• _What is being asked_: Render all of the records below as a JSON list of strings with one string per line, skipping blank lines and omitting the pictures.

• _Input_:
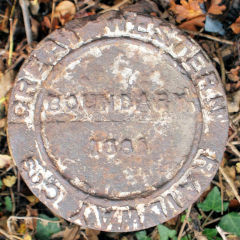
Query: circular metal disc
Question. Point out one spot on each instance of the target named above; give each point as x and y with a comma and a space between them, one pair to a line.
118, 123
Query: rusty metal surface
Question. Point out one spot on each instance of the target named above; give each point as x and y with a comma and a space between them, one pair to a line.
117, 122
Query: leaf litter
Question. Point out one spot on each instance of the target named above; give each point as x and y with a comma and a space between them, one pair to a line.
216, 213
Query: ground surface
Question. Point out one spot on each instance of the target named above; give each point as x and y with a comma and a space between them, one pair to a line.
215, 25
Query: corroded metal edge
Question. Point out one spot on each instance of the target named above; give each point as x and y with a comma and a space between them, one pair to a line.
49, 186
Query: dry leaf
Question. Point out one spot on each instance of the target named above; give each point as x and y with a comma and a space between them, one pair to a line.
22, 229
32, 199
236, 26
27, 237
65, 11
9, 181
5, 160
187, 10
238, 167
193, 24
215, 8
234, 74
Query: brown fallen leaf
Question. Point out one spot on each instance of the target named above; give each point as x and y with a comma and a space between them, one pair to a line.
238, 167
69, 233
193, 24
5, 161
65, 11
9, 181
215, 8
236, 26
6, 82
92, 234
186, 9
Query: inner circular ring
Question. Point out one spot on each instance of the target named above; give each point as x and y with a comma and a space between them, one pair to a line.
125, 119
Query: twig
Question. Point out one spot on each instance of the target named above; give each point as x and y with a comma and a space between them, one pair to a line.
115, 7
221, 188
13, 201
234, 149
4, 233
212, 221
209, 37
12, 30
221, 232
222, 67
26, 19
184, 223
229, 181
52, 14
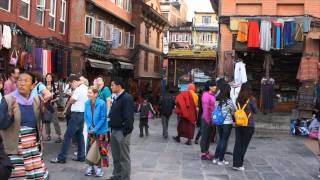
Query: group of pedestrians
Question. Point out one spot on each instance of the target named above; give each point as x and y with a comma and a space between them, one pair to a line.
212, 98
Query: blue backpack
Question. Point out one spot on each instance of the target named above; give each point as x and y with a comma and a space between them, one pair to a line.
217, 116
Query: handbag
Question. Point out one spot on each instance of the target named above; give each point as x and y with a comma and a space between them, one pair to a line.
93, 155
14, 60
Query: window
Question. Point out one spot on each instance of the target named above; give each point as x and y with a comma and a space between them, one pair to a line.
158, 40
156, 64
206, 20
5, 5
99, 28
41, 6
52, 15
89, 25
25, 9
108, 31
132, 41
147, 33
145, 64
63, 17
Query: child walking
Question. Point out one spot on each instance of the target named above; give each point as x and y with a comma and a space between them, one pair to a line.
95, 119
145, 108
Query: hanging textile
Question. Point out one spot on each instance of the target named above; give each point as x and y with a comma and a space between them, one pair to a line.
242, 35
240, 73
253, 35
267, 95
288, 33
6, 37
38, 59
299, 34
308, 69
265, 35
234, 23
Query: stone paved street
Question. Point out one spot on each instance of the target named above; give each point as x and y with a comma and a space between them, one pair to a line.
270, 157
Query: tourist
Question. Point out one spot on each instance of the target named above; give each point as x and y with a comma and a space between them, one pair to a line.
40, 89
95, 118
186, 109
51, 109
207, 127
10, 84
167, 103
145, 108
20, 126
244, 133
224, 130
76, 122
121, 124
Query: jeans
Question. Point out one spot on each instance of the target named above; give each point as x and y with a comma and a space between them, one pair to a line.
120, 148
224, 132
207, 130
165, 122
243, 137
75, 127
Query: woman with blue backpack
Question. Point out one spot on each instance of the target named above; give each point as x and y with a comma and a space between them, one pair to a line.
222, 117
247, 103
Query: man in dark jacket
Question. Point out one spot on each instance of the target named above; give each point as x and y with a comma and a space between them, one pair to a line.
121, 123
167, 104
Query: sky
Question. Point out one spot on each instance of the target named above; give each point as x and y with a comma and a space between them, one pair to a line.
198, 5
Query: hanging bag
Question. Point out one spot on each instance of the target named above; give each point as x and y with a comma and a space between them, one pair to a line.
14, 57
241, 117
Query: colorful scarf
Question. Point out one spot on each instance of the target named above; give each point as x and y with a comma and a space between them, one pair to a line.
22, 100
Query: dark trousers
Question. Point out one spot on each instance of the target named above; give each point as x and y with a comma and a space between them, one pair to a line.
243, 137
224, 132
144, 124
120, 148
74, 128
206, 130
165, 122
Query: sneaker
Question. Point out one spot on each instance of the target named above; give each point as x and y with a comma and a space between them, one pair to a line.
99, 172
224, 162
238, 168
89, 171
215, 161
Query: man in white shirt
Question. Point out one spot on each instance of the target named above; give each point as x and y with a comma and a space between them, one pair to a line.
76, 122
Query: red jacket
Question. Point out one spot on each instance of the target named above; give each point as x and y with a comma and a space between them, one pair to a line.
186, 107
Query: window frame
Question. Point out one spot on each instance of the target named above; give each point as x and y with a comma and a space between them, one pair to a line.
92, 24
9, 7
63, 18
52, 15
38, 8
27, 2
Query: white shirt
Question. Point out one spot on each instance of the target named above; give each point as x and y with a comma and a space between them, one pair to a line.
80, 95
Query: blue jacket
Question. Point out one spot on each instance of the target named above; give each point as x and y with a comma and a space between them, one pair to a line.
99, 116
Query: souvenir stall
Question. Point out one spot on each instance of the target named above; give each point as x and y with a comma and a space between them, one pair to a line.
20, 49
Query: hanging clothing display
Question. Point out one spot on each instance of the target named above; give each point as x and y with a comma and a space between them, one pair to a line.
288, 32
242, 35
308, 69
265, 36
240, 73
253, 34
267, 95
6, 37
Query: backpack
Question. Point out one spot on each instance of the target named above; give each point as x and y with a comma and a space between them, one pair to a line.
217, 116
241, 117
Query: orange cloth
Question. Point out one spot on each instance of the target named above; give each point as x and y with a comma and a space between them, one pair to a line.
242, 35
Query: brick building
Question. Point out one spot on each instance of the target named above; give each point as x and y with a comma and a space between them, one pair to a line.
149, 27
104, 38
36, 24
286, 59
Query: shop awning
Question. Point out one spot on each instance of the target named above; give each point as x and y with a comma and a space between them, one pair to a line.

• _The response_:
[
  "Query: circular metal disc",
  "Question. Point out one spot on each instance of the target named above; give each point as x and y with a comma and a space between them, one pair to a line.",
  "118, 123",
  "Query: rusty metal surface",
  "Question. Point out one spot on each instance of the target named above; give each point as x and y with a comma and a space between them, one pair to a line.",
  "117, 122",
  "Query: leaf litter",
  "Question. Point out one spot on each instance of the target named above; give each point as x and y with a comma and a space between them, one pair to a line.",
  "216, 213",
  "Query: ground surface",
  "Question. Point out one spot on each instance of the target named above; give each point as x and y with a comma and a space between them, one pair to a line.",
  "215, 25",
  "Query: corroded metal edge",
  "Question. Point out one spot on each instance of the target named above; give each point as x and y with a comma and a space between them, one pair to a line.",
  "49, 186",
  "Query: dry leaf",
  "Question. Point out one spot on each instance of the target named above; give each point as x and y with a comma and a space between them, one pair to a line.",
  "22, 229",
  "32, 199",
  "236, 26",
  "27, 237",
  "65, 11",
  "9, 181",
  "5, 160",
  "187, 10",
  "238, 167",
  "193, 24",
  "215, 8",
  "234, 74",
  "Query: brown fallen leaf",
  "Question. Point out one spot on each instance of the target named above; give each point as x and y with a comma and a space between them, one pair to a line.",
  "238, 167",
  "69, 233",
  "193, 24",
  "5, 161",
  "65, 11",
  "9, 181",
  "215, 8",
  "236, 26",
  "6, 82",
  "92, 234",
  "186, 9",
  "Query: inner circular ring",
  "Question. Point out one spot on each instance of the target named above; give each point as x and y with a comma and a space between them, one pair to a line.",
  "125, 119",
  "Query: twig",
  "Question. Point out one spot on each instance of the target named above; give each point as x and y with a comma and a space between them, one pair to a line.",
  "115, 7",
  "221, 188",
  "13, 201",
  "234, 149",
  "4, 233",
  "212, 221",
  "209, 37",
  "12, 30",
  "221, 232",
  "222, 67",
  "26, 19",
  "184, 223",
  "229, 181",
  "52, 14",
  "Query: group of pedestrians",
  "Question. Point out one spot on each instance of the target named above; give each point as x and y with a comma and a space between them, one pair to a line.",
  "212, 98",
  "Query: blue backpack",
  "Question. Point out one spot on each instance of the target named above; give each point as x and y with a comma and a space between them, one pair to a line.",
  "217, 116",
  "Query: handbag",
  "Question. Point out one spot on each instance of the target named above; give each point as x and y with a comma and a space between them, one pair to a line.",
  "93, 155",
  "14, 60",
  "Query: window",
  "Question. Point out one spot on each instance of the target named above; give each point as x and y with a comma and a space between them, one pair to a line.",
  "158, 40",
  "156, 64",
  "206, 20",
  "5, 5",
  "99, 28",
  "41, 6",
  "52, 15",
  "89, 25",
  "25, 9",
  "108, 31",
  "132, 41",
  "147, 33",
  "145, 64",
  "63, 17",
  "Query: child walking",
  "Question. Point out one spot on each instance of the target named above; give each point as x and y with a comma and a space between them, one pair to a line.",
  "95, 119",
  "145, 108",
  "Query: hanging textile",
  "Question. Point out one spot on each instance of the target named above; give each point as x and y with a comma and a space between them, one pair to a line.",
  "242, 35",
  "240, 73",
  "253, 35",
  "267, 95",
  "288, 33",
  "6, 37",
  "38, 59",
  "299, 34",
  "308, 69",
  "265, 35",
  "234, 23",
  "Query: stone paved street",
  "Question. Point out one spot on each instance of the target named above; give each point as x and y with a comma and a space between them, one pair to a line.",
  "270, 157",
  "Query: tourist",
  "Question. Point out one spot on each instance of the target named above; give each point as x and y with a comma and a space between them, one pair to a line.",
  "40, 89",
  "95, 118",
  "186, 109",
  "51, 109",
  "207, 127",
  "10, 84",
  "167, 103",
  "145, 108",
  "20, 126",
  "244, 133",
  "224, 130",
  "76, 122",
  "121, 124",
  "Query: jeans",
  "Question. Point out one spot on each instance of the target named above; give each point as x and y with a comma and a space between them, one pair to a line.",
  "120, 148",
  "224, 132",
  "207, 130",
  "165, 122",
  "243, 137",
  "75, 127",
  "Query: woman with blue backpack",
  "Question. Point out one spot on each instance of the target named above; give each point as x and y with a comma and a space between them, one pair to a line.",
  "222, 117",
  "247, 103",
  "Query: man in dark jacket",
  "Question. Point out one spot on each instance of the target named above; give each point as x and y with a comma and a space between them, one pair to a line.",
  "121, 123",
  "167, 104",
  "Query: sky",
  "Question. Point out one spot on each instance of the target named above; give each point as x and y with a comma and a space between them, one pair to a line.",
  "198, 5",
  "Query: hanging bag",
  "Question. Point out one spot on each instance of the target named above; give each point as x and y with a comma and a space between them, one pair to a line.",
  "14, 57",
  "241, 117",
  "Query: colorful scarf",
  "Question. Point out one spot on each instance of the target named above; give each point as x and y with a comma and a space between them, one pair to a line.",
  "22, 100",
  "Query: dark trousers",
  "Question. Point out one spot on each instance of the target named above; give each point as x and y with a comma and a space between them, one pair to a line.",
  "243, 137",
  "224, 132",
  "144, 124",
  "120, 148",
  "74, 128",
  "206, 130",
  "165, 122",
  "Query: sneaker",
  "Question. Point out one spot on each instance of the target named above; give each point as x and y with a comma and a space between them, one pair to a line.",
  "99, 172",
  "224, 162",
  "238, 168",
  "89, 171",
  "215, 161",
  "Query: man in white shirt",
  "Question. Point out one spot on each instance of the target named above; give each point as x and y with a comma and a space between them, one pair to a line.",
  "76, 122",
  "Query: red jacket",
  "Question. Point out one spot on each instance of the target named above; give each point as x and y with a comma and a space between them, one pair to a line.",
  "186, 107",
  "Query: window frame",
  "Question. Point out one spot on each instance of the target named above; give each point as x and y with a comma and a space between them, one pair to a line.",
  "92, 24",
  "9, 7",
  "63, 18",
  "52, 15",
  "38, 8",
  "27, 2",
  "Query: white shirt",
  "Question. Point out one spot on each instance of the target named above; give each point as x and y with a comma and a space between them, one pair to a line.",
  "80, 95",
  "Query: blue jacket",
  "Question. Point out one spot on each instance of the target named above; give each point as x and y with a comma and a space between them, one pair to a line.",
  "99, 116",
  "Query: souvenir stall",
  "Question. Point out one spot on each instance of the target named above; give each point as x and y with a comma and a space between them, one pair to a line.",
  "20, 49",
  "Query: hanging clothing display",
  "Question. Point out one spot on each instance of the target named above; give each point as x and y with a comma and a space between them, one pair to a line.",
  "288, 32",
  "242, 35",
  "308, 69",
  "265, 36",
  "240, 73",
  "253, 34",
  "267, 95",
  "6, 37",
  "Query: backpack",
  "Question. Point out one spot on each instance of the target named above; give each point as x and y with a comma and a space between them, one pair to a line.",
  "217, 116",
  "241, 117",
  "Query: orange cloth",
  "Question. Point out one spot on each instance of the target named above; give each point as x and y with a comma and a space between them, one pair to a line.",
  "242, 35",
  "Query: brick building",
  "Question. Point out one spot on each instance of the target named above; give each point as x and y with a comma and a space between them, one pair to a line.",
  "149, 27",
  "104, 38",
  "36, 24",
  "286, 59",
  "Query: shop awning",
  "Question. Point out one spot on each instance of the target named above; give each point as x and y with a comma and a space between them, one pair to a line."
]